Beginning with the line that contains "ocean water on this basis." and concluding with the final line of the listing below, output each line exactly, and only those lines.

========================

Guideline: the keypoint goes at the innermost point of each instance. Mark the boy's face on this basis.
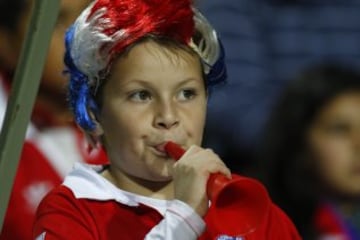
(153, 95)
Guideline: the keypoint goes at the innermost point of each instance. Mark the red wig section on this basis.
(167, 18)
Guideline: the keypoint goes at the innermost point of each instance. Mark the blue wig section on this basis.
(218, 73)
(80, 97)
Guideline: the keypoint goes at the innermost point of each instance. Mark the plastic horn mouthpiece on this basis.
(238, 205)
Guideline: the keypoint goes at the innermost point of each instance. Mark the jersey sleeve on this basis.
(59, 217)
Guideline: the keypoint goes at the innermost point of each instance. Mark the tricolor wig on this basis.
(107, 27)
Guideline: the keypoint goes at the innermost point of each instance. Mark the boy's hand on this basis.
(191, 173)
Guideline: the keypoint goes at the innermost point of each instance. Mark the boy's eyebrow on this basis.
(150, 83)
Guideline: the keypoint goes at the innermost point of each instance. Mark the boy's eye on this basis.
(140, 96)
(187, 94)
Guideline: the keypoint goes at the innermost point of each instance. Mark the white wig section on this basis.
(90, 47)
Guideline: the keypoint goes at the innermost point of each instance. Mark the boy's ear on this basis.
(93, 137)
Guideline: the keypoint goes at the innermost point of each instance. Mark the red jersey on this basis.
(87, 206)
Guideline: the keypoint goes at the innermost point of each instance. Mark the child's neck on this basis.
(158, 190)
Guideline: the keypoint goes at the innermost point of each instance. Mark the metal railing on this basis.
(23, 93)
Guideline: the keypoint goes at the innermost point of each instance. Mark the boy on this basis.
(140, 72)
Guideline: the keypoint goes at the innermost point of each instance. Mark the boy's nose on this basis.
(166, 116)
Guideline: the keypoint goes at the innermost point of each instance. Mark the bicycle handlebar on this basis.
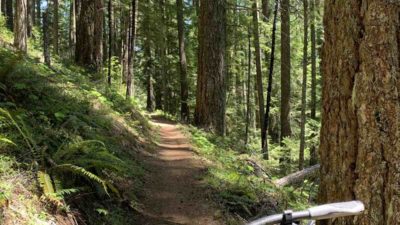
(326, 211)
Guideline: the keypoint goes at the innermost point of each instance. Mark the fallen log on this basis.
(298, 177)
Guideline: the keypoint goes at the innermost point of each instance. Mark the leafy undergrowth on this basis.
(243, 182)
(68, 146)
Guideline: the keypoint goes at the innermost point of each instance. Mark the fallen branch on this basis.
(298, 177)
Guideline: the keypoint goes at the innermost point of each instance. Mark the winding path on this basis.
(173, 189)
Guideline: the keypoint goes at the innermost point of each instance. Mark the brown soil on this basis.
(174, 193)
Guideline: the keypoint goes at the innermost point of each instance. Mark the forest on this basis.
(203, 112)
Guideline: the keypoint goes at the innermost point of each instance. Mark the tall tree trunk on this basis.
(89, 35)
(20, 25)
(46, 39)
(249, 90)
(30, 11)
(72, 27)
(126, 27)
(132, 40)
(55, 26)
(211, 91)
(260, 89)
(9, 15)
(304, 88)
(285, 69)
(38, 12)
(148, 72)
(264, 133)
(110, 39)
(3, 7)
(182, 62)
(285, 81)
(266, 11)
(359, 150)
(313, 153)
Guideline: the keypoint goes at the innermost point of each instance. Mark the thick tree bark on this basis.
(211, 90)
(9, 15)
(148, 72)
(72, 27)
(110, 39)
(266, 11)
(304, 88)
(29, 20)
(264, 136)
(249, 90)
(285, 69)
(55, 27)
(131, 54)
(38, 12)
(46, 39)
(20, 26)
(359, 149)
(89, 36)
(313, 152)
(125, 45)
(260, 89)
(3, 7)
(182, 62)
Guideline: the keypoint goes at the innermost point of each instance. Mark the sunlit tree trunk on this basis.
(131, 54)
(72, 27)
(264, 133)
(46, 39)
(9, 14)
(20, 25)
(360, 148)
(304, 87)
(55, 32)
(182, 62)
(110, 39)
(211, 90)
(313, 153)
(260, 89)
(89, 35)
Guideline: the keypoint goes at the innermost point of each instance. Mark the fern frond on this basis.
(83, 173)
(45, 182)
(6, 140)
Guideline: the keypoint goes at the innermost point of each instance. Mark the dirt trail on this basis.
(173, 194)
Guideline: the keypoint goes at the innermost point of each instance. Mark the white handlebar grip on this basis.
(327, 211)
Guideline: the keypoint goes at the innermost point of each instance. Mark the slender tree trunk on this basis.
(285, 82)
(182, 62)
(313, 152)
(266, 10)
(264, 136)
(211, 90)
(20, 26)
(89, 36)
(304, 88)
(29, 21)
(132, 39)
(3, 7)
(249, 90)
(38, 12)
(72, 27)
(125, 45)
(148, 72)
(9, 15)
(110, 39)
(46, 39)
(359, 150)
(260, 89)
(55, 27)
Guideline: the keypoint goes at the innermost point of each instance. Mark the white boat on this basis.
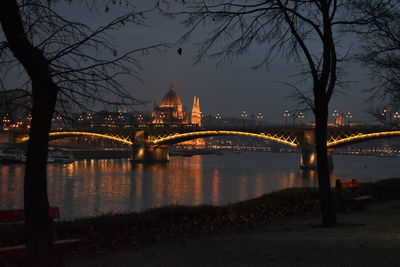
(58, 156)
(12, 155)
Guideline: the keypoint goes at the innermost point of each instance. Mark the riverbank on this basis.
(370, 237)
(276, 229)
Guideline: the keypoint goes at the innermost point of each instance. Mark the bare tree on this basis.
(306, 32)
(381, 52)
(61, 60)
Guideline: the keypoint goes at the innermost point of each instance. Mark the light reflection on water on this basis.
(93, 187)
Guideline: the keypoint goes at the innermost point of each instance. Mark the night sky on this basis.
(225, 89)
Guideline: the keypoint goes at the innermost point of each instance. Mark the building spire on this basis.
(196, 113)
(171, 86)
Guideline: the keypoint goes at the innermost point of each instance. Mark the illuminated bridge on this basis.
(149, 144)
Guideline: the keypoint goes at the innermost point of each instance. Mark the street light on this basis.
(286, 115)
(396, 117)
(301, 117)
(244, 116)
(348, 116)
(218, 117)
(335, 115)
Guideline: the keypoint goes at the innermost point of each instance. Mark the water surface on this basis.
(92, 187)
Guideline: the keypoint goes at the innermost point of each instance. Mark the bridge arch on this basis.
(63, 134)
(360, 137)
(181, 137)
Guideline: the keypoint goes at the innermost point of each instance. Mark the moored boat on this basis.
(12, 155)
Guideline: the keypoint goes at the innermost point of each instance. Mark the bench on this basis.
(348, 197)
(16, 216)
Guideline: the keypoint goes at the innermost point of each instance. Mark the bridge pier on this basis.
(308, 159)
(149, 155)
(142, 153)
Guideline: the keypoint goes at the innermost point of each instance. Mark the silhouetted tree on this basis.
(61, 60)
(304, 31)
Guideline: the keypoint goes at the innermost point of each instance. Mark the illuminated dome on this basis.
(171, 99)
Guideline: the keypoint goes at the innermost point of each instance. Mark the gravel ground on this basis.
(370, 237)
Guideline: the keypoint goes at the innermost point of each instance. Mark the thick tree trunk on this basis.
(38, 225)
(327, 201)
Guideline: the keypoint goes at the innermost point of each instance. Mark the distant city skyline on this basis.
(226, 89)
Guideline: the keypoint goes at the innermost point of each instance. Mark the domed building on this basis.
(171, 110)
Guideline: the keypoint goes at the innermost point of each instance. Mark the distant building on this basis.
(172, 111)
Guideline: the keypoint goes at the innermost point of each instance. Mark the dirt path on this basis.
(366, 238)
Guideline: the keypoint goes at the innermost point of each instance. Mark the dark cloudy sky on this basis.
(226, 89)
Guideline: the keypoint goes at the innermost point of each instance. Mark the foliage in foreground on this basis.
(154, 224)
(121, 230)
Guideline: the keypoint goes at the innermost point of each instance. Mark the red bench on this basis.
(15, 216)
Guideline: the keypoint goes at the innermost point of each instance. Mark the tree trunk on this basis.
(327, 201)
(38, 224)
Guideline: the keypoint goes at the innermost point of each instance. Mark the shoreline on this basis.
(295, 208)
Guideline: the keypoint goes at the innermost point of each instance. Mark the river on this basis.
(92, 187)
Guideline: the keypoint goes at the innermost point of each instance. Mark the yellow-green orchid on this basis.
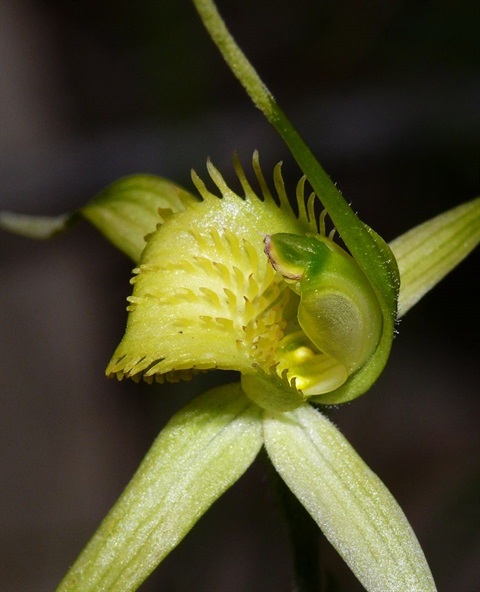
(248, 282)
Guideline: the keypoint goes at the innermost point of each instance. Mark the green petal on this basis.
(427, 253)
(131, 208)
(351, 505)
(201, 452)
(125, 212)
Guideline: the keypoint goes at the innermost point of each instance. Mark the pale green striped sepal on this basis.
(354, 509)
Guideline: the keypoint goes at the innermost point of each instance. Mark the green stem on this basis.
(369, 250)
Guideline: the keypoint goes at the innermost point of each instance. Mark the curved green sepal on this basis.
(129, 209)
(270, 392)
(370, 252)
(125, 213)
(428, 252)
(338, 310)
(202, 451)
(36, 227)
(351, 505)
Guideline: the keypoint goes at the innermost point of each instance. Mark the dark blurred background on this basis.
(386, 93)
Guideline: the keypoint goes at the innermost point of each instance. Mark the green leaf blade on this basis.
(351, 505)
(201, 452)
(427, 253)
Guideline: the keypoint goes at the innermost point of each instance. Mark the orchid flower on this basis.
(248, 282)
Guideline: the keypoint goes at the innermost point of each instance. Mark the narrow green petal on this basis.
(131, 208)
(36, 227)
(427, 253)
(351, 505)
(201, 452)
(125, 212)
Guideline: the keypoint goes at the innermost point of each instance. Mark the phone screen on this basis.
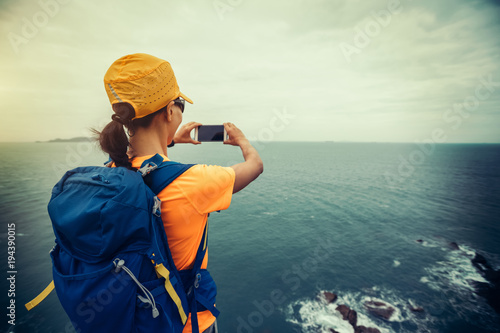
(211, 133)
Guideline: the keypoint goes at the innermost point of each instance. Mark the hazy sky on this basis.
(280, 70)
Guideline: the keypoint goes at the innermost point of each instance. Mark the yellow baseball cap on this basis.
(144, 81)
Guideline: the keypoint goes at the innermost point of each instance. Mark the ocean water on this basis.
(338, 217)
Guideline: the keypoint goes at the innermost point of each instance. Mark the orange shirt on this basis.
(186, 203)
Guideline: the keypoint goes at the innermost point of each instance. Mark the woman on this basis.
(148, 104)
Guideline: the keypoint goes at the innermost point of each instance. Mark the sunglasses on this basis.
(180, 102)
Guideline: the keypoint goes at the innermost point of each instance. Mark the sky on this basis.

========================

__Solution__.
Guideline: the keypoint goes at the innermost point of each instance. Mark the ocean water on this basis.
(338, 217)
Guideline: the keypoint goes at the innermost point of each instance. Mark the orange shirt on this basis.
(186, 203)
Guideline: the keypoint goes at the innermost point of each instance. Mark the woman on this basis.
(148, 104)
Guideline: the keypoint goes at the innermost point of each instance. Mark the sunglasses on this basis.
(180, 102)
Guideline: the keypoint goes at the innermost point of each instance. Mark the sky on this basis.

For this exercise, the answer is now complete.